What you should do> Wherever the string "phrase" shows up in the data below, copy the whole line.
========
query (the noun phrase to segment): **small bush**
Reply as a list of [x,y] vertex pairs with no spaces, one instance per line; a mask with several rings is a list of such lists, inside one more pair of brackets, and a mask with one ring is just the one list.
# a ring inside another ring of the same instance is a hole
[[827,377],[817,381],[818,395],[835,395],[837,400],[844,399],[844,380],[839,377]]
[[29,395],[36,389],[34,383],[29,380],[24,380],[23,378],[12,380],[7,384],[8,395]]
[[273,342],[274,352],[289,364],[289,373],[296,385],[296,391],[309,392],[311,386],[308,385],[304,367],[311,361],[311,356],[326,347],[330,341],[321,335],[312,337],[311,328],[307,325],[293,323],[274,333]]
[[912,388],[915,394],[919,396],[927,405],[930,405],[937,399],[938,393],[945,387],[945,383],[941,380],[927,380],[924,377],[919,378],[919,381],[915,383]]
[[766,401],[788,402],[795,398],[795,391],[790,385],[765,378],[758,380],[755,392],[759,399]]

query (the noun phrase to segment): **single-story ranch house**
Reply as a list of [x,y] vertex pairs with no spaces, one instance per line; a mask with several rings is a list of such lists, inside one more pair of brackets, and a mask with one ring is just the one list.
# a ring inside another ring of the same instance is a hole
========
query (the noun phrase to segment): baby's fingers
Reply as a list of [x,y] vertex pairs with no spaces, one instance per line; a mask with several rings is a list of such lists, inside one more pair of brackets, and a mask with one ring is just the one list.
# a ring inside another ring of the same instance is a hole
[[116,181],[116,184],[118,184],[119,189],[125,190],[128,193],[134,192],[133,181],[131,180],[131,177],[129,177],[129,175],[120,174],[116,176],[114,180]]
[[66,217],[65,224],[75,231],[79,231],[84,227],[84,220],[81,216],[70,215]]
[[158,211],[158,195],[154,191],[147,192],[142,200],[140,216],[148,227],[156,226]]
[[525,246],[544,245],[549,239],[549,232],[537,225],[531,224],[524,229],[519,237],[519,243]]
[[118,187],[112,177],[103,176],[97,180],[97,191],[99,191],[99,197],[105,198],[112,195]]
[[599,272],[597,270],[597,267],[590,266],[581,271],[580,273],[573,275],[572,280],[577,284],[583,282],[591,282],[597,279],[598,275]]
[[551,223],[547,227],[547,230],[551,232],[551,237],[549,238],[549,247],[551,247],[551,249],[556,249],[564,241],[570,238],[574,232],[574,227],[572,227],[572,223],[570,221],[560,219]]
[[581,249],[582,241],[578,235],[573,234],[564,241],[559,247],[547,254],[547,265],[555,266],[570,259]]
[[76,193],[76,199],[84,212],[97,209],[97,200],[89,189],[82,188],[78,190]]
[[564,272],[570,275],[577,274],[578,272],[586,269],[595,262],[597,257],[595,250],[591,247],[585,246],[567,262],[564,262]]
========
Response to this exercise>
query (the noun phrase to segment): **small bush**
query (the noun phrase to segment): **single-story ranch house**
query (the noun phrase to segment): baby's fingers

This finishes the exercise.